◆ Record set
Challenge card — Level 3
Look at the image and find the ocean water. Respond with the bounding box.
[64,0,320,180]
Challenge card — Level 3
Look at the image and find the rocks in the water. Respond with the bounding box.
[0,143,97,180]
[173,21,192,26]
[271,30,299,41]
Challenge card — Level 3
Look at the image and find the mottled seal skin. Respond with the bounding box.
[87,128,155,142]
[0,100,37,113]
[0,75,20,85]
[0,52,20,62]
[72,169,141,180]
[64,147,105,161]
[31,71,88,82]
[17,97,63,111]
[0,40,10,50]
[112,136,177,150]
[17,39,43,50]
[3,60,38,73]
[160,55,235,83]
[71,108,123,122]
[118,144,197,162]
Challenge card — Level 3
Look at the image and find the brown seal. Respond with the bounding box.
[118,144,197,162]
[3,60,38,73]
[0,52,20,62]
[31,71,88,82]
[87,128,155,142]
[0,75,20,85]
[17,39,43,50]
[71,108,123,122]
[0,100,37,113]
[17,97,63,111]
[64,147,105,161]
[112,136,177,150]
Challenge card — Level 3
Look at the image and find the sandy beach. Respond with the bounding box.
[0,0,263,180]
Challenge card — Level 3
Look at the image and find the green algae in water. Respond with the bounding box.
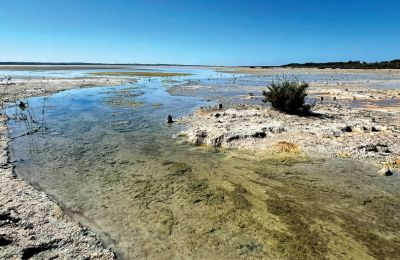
[104,97,144,107]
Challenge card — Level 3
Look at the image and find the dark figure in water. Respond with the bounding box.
[18,101,26,110]
[167,115,174,124]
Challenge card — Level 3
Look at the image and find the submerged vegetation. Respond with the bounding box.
[263,80,311,114]
[89,71,192,77]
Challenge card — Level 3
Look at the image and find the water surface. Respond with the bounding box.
[8,68,399,259]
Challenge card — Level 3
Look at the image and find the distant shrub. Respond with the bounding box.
[263,80,312,114]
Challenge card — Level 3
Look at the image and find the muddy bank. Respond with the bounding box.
[0,78,130,259]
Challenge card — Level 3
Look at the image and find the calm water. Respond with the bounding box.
[8,68,400,259]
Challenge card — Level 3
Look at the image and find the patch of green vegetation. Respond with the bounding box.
[162,161,192,176]
[187,179,224,205]
[266,195,327,260]
[151,103,162,109]
[104,97,144,107]
[89,71,192,77]
[263,80,311,114]
[282,59,400,69]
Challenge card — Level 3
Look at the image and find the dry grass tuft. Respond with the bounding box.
[336,151,351,158]
[272,141,300,154]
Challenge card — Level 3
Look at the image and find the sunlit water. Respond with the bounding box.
[8,68,400,259]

◆ Instructions for the task
Gather each line of the records above that contains the word "green". Letter case counts.

◆ Expected answer
Look at the image and find the green algae in water. Respond with the bounding box.
Look at the image and find the patch of green vegetation. Respond with the bounding box.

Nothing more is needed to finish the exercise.